→ **Short task**
Quote every line as given.
** begin **
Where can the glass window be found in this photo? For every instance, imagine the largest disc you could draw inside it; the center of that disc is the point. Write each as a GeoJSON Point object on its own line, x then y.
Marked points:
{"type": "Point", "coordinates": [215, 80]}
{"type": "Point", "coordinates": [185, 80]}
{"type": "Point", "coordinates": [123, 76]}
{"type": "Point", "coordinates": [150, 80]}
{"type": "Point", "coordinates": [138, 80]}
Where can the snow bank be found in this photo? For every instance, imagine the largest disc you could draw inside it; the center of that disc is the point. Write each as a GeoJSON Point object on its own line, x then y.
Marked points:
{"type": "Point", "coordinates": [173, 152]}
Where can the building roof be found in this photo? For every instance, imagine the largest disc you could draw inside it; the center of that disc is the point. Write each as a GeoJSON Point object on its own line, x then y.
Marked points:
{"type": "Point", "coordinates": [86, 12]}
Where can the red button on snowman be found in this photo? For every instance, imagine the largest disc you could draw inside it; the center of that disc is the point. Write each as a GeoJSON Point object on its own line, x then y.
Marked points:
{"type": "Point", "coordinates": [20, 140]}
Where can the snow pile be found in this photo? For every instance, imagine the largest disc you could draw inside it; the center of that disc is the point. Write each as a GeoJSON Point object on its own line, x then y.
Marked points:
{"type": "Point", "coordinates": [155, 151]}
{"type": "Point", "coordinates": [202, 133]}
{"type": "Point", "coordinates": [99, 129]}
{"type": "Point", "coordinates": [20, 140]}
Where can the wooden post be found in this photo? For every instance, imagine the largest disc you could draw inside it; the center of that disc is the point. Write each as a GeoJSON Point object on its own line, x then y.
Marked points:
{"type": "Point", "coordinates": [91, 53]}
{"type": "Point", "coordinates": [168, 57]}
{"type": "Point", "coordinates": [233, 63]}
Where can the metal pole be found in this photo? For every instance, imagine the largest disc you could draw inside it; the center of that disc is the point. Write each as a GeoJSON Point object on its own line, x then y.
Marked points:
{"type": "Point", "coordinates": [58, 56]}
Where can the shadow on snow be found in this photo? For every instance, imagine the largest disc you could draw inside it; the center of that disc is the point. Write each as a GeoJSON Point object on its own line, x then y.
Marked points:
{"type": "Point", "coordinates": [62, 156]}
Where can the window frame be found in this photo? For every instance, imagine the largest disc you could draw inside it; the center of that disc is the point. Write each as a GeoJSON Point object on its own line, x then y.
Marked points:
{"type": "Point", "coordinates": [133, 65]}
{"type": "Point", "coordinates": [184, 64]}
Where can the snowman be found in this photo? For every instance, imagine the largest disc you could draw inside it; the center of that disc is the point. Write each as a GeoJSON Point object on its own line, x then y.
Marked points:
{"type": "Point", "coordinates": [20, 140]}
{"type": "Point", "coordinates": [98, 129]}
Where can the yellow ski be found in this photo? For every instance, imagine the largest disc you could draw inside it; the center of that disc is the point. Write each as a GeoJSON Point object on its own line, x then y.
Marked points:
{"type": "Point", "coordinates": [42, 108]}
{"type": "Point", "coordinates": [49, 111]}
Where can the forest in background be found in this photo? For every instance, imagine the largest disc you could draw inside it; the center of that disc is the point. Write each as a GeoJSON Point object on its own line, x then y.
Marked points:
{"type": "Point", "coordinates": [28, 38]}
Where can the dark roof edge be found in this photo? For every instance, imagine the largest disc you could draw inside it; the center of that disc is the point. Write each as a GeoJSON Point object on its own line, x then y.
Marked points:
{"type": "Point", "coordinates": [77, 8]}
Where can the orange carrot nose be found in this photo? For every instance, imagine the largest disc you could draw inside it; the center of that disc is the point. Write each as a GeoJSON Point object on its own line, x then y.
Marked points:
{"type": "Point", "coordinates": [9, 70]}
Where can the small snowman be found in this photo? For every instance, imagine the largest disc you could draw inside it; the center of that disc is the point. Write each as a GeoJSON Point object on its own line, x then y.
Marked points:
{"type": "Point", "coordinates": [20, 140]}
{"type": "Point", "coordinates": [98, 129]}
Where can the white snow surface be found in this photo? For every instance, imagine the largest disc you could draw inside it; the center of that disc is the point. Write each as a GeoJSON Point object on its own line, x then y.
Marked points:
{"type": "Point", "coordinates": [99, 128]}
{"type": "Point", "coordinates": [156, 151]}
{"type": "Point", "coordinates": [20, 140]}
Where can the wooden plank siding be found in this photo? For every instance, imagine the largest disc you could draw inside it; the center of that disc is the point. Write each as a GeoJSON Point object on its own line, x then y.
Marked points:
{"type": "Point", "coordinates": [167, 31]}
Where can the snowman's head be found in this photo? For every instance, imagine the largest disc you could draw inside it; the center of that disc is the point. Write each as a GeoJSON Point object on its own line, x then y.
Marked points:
** end **
→ **Result of the exercise**
Where can the glass window be found in this photo? For every instance, imagine the largest disc you could draw inside it; the center of that disc is the point. Write each as a GeoJSON Point object on its own line, x then y.
Marked points:
{"type": "Point", "coordinates": [215, 80]}
{"type": "Point", "coordinates": [185, 80]}
{"type": "Point", "coordinates": [123, 76]}
{"type": "Point", "coordinates": [150, 80]}
{"type": "Point", "coordinates": [138, 80]}
Where can the snow bank be found in this photo? For every instance, imagine the largest disc you could draw inside it; the center of that disc is the point. Write each as a GeoJSON Point object on its own line, x then y.
Marked points:
{"type": "Point", "coordinates": [173, 152]}
Where can the building roof be found in this photo? For every instance, imagine the largest disc you could draw inside it; the center of that disc is the point. Write each as a GeoJSON Point object on its own line, x then y.
Marked points:
{"type": "Point", "coordinates": [86, 12]}
Where can the red button on snowman be found in this photo? For every instance, imagine the largest disc you could draw inside it; the center of that disc is the point. Write each as a GeoJSON Point object on its own line, x then y.
Marked points:
{"type": "Point", "coordinates": [20, 140]}
Where can the snow pile be found in this photo? For every instance, imagine the largest disc you could draw inside it; the center of that disc is the point. Write each as a GeoJSON Point object on its own line, x then y.
Marked points:
{"type": "Point", "coordinates": [155, 151]}
{"type": "Point", "coordinates": [202, 133]}
{"type": "Point", "coordinates": [99, 129]}
{"type": "Point", "coordinates": [20, 140]}
Where can the wooden post be found in this photo? For every instance, imagine the largest disc you could draw inside it; the center of that disc is the point. Write each as a GeoJSON Point object on its own line, x then y.
Marked points:
{"type": "Point", "coordinates": [91, 53]}
{"type": "Point", "coordinates": [168, 57]}
{"type": "Point", "coordinates": [233, 63]}
Where can the metal pole be found in this photo? For every instance, imagine the largest disc you could draw inside it; the center of that disc is the point. Write each as a GeoJSON Point object on its own line, x then y.
Marked points:
{"type": "Point", "coordinates": [58, 56]}
Where can the shadow on snow be found in this photo? For every instance, imagine the largest disc you could draw inside it; the center of that disc is the point. Write each as a GeoJSON Point object on its own line, x then y.
Marked points:
{"type": "Point", "coordinates": [62, 156]}
Where can the window frame be found in this photo? For every instance, imagine the largest disc you could draw inside it; the center of that disc is the point. Write each as a GeoJSON Point object on its own line, x then y.
Marked points:
{"type": "Point", "coordinates": [133, 65]}
{"type": "Point", "coordinates": [184, 64]}
Where can the snowman be found in this photo? For every instance, imagine the largest disc you could draw inside it; the center of that disc is the point. Write each as a GeoJSON Point object on its own line, x then y.
Marked points:
{"type": "Point", "coordinates": [20, 140]}
{"type": "Point", "coordinates": [98, 129]}
Where can the yellow ski be found in this photo? For every instance, imagine the largest disc you could draw inside it; the center of that disc is the point. Write each as a GeoJSON Point object on its own line, x then y.
Marked points:
{"type": "Point", "coordinates": [42, 108]}
{"type": "Point", "coordinates": [49, 111]}
Where can the forest in background be found in this photo? For every instance, imagine the largest disc you could draw inside it; the center of that disc is the point. Write each as a GeoJSON Point object on its own line, x then y.
Marked points:
{"type": "Point", "coordinates": [28, 38]}
Where can the dark roof edge be found in this photo? For every instance, imagine the largest disc you could draw inside it; the center of that disc is the point. Write each as a GeoJSON Point object on its own line, x then y.
Marked points:
{"type": "Point", "coordinates": [77, 8]}
Where can the orange carrot nose be found in this photo? For every instance, imagine the largest disc you could draw inside it; the center of that disc is the point. Write each as a GeoJSON Point object on its own line, x then y.
Marked points:
{"type": "Point", "coordinates": [9, 70]}
Where can the small snowman be found in this photo? For every instance, imagine the largest disc you could draw inside it; the center of that disc is the point. Write each as a GeoJSON Point object on its own line, x then y.
Marked points:
{"type": "Point", "coordinates": [20, 140]}
{"type": "Point", "coordinates": [98, 129]}
Where can the white snow surface be found in this photo? For every instance, imagine the largest disc you could draw inside it; the center of that disc is the point. Write each as a GeoJSON Point object on its own line, x then y.
Marked points:
{"type": "Point", "coordinates": [99, 128]}
{"type": "Point", "coordinates": [156, 151]}
{"type": "Point", "coordinates": [20, 140]}
Where can the wooden plank siding be found in this photo? For every instance, imagine the largest disc you could draw inside it; the center of that disc is the point. Write each as a GeoJSON Point object on its own line, x then y.
Marked points:
{"type": "Point", "coordinates": [167, 31]}
Where can the snowman's head be found in this photo? For every instance, imagine the largest disc you could draw inside it; the center of that disc is the point. Write each as a GeoJSON Point object on its own line, x then y.
Marked points:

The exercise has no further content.